### RECORDS TO USE
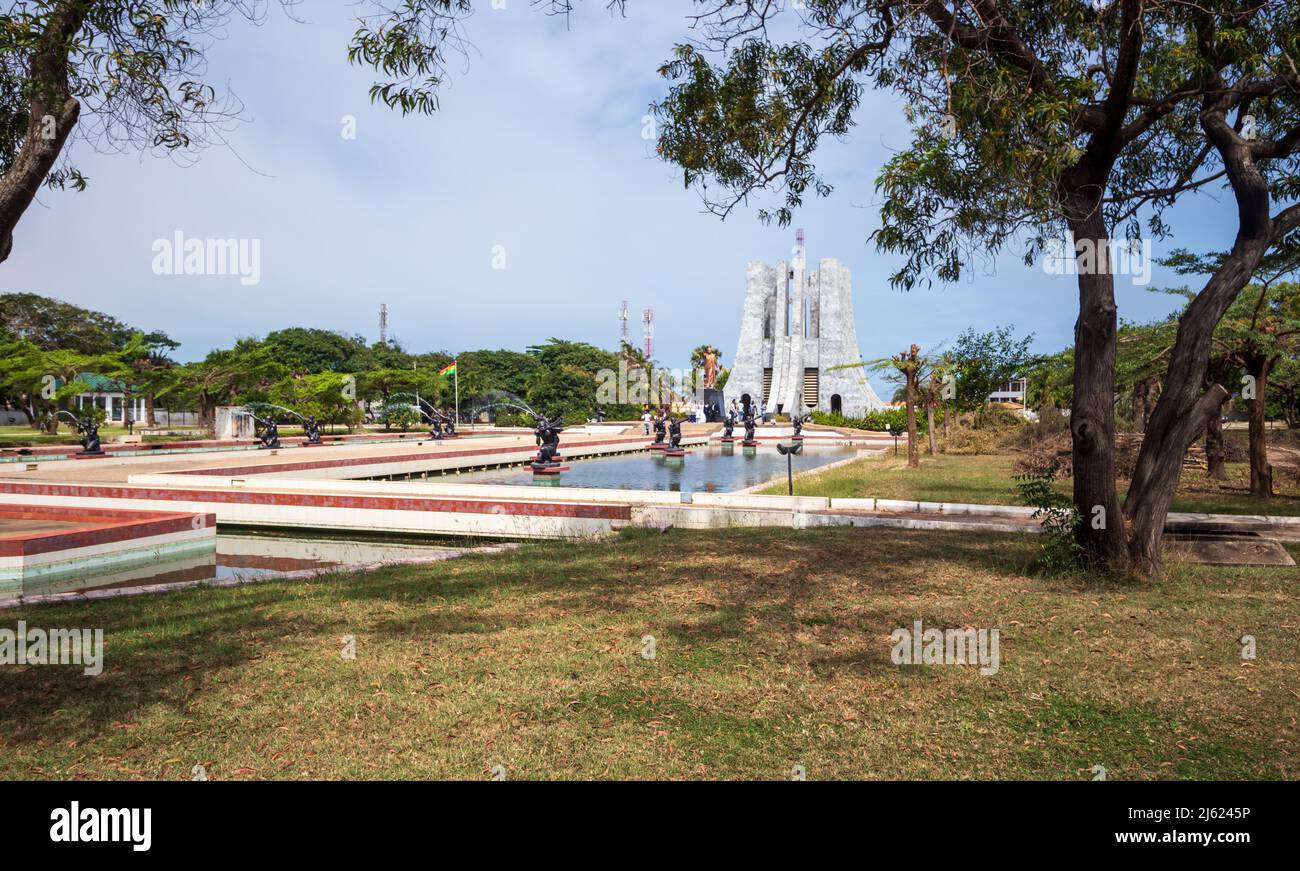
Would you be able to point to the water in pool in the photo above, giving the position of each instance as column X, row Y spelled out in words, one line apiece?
column 702, row 471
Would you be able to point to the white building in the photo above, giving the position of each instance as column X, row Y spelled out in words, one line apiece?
column 797, row 326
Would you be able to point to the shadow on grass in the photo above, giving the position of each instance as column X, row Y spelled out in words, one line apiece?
column 697, row 586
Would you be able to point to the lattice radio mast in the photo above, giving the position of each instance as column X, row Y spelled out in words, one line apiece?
column 648, row 321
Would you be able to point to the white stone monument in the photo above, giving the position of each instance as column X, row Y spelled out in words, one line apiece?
column 796, row 326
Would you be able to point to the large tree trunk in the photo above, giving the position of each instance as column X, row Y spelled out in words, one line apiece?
column 51, row 117
column 1092, row 411
column 1184, row 410
column 930, row 429
column 1216, row 453
column 913, row 453
column 1261, row 473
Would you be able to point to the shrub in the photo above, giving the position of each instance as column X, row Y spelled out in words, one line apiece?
column 963, row 441
column 878, row 420
column 1060, row 520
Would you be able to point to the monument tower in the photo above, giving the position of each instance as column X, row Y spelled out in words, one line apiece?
column 794, row 328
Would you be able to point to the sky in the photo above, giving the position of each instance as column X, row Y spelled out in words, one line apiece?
column 536, row 161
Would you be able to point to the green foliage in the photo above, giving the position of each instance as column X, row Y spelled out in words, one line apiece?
column 874, row 420
column 52, row 324
column 399, row 416
column 984, row 362
column 1060, row 520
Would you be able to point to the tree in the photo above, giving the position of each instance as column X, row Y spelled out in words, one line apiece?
column 242, row 373
column 922, row 381
column 983, row 362
column 135, row 68
column 52, row 324
column 315, row 351
column 1260, row 329
column 1038, row 121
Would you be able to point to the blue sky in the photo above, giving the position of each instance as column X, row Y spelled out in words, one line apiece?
column 537, row 148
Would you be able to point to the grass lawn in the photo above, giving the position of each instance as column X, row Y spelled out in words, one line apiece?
column 771, row 650
column 988, row 480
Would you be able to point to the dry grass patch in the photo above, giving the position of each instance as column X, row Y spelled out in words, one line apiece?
column 772, row 649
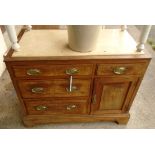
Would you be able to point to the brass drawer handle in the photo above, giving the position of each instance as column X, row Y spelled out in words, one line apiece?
column 71, row 87
column 94, row 99
column 37, row 90
column 119, row 70
column 33, row 72
column 72, row 71
column 41, row 108
column 71, row 106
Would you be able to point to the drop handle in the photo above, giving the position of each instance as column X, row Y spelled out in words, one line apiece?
column 71, row 107
column 119, row 70
column 71, row 87
column 41, row 108
column 72, row 71
column 37, row 90
column 33, row 72
column 94, row 99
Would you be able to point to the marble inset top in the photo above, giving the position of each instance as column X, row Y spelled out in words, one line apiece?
column 40, row 43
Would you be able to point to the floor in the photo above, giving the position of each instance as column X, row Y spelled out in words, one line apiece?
column 142, row 111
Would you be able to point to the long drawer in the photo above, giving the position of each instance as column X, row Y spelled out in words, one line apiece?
column 54, row 88
column 34, row 71
column 40, row 107
column 121, row 69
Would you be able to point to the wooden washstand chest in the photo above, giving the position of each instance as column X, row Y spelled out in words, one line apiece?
column 56, row 84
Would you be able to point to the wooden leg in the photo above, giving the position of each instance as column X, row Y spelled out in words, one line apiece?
column 143, row 38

### EXERCISE PROMPT
Repeat all of the material above word for word, leaving out the pictures.

### TASK SOLUTION
Would you be able to point to the water in pool in the photo above, giving the position of each instance as column X, row Y spelled out in words, one line apiece?
column 702, row 471
Would you be able to point to the white building in the photo above, giving the position of each instance as column X, row Y spelled out in words, one line apiece?
column 797, row 326
Would you be able to point to the shadow on grass in the photo above, giving the position of each instance as column X, row Y spelled out in words, one line apiece?
column 697, row 586
Would you be able to point to the lattice radio mast in the photo above, giving the position of each instance as column X, row Y spelled out in words, one line apiece?
column 648, row 321
Would you be able to point to the white stone monument in the photo above, giving the position of each instance as column X, row Y spelled out in words, one line apiece?
column 796, row 326
Would you be able to point to the large tree trunk in the photo above, giving the position of each instance as column X, row Y spelled out in words, one line apiece?
column 51, row 117
column 1092, row 411
column 1184, row 410
column 930, row 429
column 1216, row 453
column 913, row 453
column 1261, row 473
Would you be able to point to the shrub in the photo above, giving the position of each instance as column X, row Y spelled out in words, one line apiece?
column 963, row 441
column 878, row 420
column 1060, row 520
Would you be able to point to the monument tower in the photo above, giving the position of each instance as column X, row Y spelled out in words, one line apiece?
column 794, row 328
Would you be able to point to the sky in the photo above, giving the position of each instance as column X, row Y spelled out in words, one line apiece?
column 536, row 161
Would you be able to point to the green foliage in the photo above, giving the position of each instance as column X, row Y spelled out in words, one line apiece?
column 874, row 420
column 52, row 324
column 399, row 416
column 984, row 362
column 1060, row 520
Would you be able to point to the tree in the photo above, giving the position of each instance as column X, row Y spelled out in words, one line apiece?
column 242, row 373
column 922, row 381
column 983, row 362
column 135, row 68
column 52, row 324
column 315, row 351
column 1260, row 329
column 1038, row 121
Would you be able to point to the blue sky in the photo above, giving the position of each instance as column X, row Y spelled out in words, one line apiece?
column 537, row 148
Would you be able to point to the grass lawn in the photo above, giving the position of each instance as column X, row Y spelled out in words, one line apiece?
column 771, row 650
column 988, row 480
Would you be able to point to the dry grass patch in the photo above, giving the position of each instance as column X, row Y spelled out in words, one line apiece?
column 772, row 649
Would you be able to point to the brass drawer handle in the photo above, giving the position of each instance as column X, row Y spelled out in words, one line apiece?
column 71, row 87
column 94, row 99
column 37, row 90
column 119, row 70
column 33, row 72
column 72, row 71
column 41, row 108
column 71, row 106
Would you be able to point to the drop handle in the photo above, giving the position of each instance as column X, row Y spelled out in words, one line apiece?
column 71, row 107
column 119, row 70
column 71, row 87
column 41, row 108
column 72, row 71
column 37, row 90
column 33, row 72
column 94, row 99
Would you be able to point to the marble inset top in the photo above, giving the position of each instance as column X, row Y spelled out in words, one line apiece?
column 40, row 43
Would you be able to point to the floor in the photo above, giving the position of each instance as column X, row Y spelled out in words, one line apiece?
column 142, row 111
Would you be able to point to the long drawer in the photo above, giving the position of each instance as column X, row Y spelled out in words, one line apiece?
column 54, row 88
column 34, row 71
column 40, row 107
column 121, row 69
Would you be able to point to the wooden washstand chest in the photo above, giving the position of each instance as column X, row Y spelled out in words, one line apiece?
column 56, row 84
Would you be able to point to the wooden leg in the photo above, giving the position of each instance as column X, row Y spelled out in words, one line apiece?
column 143, row 38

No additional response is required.